Objetivo do exercício => Transcreva, palavra por palavra, o trecho da crônica sobre o Dia dos Namorados em Londres que começa em "O amor é cego, a" e termina em "do calendário brasileiro?".

O amor é cego, a violência é surda e a justiça é muda

Esta crônica foi escrita em mais um dia gélido de Londres, quando estava em pé no vagão do metrô, observando um balão em formato de coração sobrevoar as cabeças dos passageiros.

Ele arruma o cabelo dela. Ela segura a mão dela. Ele abraça ele. Ela beija ele. Tantos toques revelados nos trilhos do metrô que cortam a cidade de Londres. É dia de São Valentim ou Dia Dos Namorados no resto do mundo, menos no Brasil. Aliás, me perdoem o desvio, mas 14 de fevereiro faz muito mais sentido na minha mente moldada pela culpa judaico-cristã, do que a data capitalista escolhida no Brasil. Afinal, que loja vai vender produtos para casais na época mais hedonista do calendário brasileiro?

Não estou reclamando do clima romântico que paira no ar nebuloso da capital inglesa. Longe de mim, uma capricorniana com ascendente em aquário. A verdade é que eu gostaria de ver mais. Não só neste dia, mas em todos. Não sei se São Valentim rasgou uma flecha no meu peito ou é a saudade da terrinha e seus ilimitados beijos – um, dois ou três dependendo de que região você é – e abraços em desconhecidos. O que sei é que a expressão do amor através do toque não deveria ser contida.

Dados fornecidos =>
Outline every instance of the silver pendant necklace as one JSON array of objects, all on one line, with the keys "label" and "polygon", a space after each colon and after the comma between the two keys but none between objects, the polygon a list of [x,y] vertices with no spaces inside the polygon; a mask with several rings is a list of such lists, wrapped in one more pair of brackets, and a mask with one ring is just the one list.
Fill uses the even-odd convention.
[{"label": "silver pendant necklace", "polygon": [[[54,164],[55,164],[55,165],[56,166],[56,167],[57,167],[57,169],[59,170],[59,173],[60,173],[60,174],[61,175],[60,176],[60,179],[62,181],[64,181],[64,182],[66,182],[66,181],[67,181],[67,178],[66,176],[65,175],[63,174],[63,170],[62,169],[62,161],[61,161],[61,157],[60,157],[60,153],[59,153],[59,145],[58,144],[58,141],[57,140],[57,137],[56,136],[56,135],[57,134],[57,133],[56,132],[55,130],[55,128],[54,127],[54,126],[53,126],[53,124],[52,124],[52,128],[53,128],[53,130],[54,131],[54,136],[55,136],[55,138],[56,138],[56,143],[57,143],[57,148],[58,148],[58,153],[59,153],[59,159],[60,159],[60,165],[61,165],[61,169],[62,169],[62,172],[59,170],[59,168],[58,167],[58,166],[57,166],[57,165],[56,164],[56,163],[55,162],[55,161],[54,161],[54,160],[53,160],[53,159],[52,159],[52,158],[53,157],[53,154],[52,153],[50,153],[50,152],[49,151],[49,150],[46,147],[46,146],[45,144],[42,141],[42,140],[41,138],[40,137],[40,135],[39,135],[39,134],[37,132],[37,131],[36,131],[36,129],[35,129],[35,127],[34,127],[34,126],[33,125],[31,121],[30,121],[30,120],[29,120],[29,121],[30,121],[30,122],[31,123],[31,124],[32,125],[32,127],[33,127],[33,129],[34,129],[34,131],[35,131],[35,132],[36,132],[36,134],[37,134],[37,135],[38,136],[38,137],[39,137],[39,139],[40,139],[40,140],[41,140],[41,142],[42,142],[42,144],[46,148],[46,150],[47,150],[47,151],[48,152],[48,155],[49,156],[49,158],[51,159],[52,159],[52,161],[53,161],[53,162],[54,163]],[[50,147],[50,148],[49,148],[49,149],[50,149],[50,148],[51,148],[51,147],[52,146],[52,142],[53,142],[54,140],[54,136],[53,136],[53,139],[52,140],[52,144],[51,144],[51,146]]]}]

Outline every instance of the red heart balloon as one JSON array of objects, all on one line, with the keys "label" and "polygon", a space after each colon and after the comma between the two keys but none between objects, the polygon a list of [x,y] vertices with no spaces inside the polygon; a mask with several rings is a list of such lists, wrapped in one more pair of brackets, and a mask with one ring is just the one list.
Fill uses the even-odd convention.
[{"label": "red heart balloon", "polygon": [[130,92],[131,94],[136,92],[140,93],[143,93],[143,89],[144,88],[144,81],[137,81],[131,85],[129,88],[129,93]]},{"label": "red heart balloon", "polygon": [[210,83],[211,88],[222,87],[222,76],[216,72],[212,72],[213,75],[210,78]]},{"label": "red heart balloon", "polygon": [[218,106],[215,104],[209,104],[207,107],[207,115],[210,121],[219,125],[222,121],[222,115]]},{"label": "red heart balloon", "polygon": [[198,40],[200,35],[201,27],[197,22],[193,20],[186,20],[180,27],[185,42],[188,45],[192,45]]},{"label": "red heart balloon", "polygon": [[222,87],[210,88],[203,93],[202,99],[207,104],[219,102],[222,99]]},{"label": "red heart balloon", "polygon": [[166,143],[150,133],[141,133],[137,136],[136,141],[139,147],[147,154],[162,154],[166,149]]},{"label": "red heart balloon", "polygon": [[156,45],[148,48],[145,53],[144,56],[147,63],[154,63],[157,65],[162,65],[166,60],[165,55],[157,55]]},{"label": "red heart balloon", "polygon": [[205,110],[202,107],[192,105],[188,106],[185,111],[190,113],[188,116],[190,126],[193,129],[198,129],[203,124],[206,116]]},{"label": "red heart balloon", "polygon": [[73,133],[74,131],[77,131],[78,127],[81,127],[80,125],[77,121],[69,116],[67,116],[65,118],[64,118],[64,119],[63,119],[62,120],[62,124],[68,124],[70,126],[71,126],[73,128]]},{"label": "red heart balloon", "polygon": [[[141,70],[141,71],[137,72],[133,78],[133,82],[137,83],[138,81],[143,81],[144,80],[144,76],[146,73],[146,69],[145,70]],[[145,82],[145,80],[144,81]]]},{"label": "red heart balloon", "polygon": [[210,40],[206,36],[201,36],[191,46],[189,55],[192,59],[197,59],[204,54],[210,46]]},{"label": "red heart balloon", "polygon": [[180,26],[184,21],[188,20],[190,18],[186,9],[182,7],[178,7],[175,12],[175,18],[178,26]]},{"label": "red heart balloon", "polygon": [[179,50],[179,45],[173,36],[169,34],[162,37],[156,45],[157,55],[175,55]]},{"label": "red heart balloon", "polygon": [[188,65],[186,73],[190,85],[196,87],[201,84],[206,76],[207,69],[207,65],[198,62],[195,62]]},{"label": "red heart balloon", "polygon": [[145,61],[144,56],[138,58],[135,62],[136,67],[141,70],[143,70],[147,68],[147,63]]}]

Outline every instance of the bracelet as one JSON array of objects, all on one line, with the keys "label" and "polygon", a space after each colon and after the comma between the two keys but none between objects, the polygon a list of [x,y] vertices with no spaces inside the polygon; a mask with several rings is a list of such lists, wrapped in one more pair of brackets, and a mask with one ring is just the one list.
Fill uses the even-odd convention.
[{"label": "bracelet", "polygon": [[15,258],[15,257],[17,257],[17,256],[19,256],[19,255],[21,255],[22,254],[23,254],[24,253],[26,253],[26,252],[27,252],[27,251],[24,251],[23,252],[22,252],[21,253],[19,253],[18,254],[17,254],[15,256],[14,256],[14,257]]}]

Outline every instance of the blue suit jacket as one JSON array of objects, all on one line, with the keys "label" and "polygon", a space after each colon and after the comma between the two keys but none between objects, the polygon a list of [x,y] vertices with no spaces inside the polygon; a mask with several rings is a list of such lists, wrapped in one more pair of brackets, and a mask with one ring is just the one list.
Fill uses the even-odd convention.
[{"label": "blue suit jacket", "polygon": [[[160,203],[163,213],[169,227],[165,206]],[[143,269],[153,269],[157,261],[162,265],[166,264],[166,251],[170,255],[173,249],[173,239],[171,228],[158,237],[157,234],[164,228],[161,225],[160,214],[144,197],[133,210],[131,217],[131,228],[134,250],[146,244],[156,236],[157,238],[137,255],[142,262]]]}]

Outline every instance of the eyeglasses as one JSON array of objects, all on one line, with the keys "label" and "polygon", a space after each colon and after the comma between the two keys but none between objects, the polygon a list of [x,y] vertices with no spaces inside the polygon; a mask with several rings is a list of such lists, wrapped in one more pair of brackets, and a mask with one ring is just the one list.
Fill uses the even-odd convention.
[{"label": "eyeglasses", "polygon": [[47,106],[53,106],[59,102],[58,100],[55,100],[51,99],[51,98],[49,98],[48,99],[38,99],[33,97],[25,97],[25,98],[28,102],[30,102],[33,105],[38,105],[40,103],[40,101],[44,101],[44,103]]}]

==

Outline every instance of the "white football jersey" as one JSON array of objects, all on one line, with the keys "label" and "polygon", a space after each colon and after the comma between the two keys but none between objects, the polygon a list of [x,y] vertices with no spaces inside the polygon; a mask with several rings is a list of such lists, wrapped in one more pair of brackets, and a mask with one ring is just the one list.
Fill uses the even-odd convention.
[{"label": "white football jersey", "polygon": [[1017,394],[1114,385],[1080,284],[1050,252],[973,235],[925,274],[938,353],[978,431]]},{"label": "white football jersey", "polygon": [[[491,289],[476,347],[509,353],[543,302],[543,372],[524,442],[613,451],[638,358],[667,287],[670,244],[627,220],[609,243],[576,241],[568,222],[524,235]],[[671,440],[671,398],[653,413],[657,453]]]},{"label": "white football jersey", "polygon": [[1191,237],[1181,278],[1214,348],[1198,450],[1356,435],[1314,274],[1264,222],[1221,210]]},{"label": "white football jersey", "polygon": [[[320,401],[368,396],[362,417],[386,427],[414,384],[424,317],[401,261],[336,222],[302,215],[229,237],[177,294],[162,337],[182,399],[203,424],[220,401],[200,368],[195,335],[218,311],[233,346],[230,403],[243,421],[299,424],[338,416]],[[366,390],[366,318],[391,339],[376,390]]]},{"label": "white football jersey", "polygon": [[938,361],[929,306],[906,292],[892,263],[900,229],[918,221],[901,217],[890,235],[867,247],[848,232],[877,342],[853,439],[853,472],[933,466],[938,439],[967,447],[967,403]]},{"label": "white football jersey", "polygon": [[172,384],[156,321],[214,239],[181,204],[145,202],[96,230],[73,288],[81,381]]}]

Resposta completa =>
O amor é cego, a violência é surda e a justiça é muda

Esta crônica foi escrita em mais um dia gélido de Londres, quando estava em pé no vagão do metrô, observando um balão em formato de coração sobrevoar as cabeças dos passageiros.

Ele arruma o cabelo dela. Ela segura a mão dela. Ele abraça ele. Ela beija ele. Tantos toques revelados nos trilhos do metrô que cortam a cidade de Londres. É dia de São Valentim ou Dia Dos Namorados no resto do mundo, menos no Brasil. Aliás, me perdoem o desvio, mas 14 de fevereiro faz muito mais sentido na minha mente moldada pela culpa judaico-cristã, do que a data capitalista escolhida no Brasil. Afinal, que loja vai vender produtos para casais na época mais hedonista do calendário brasileiro?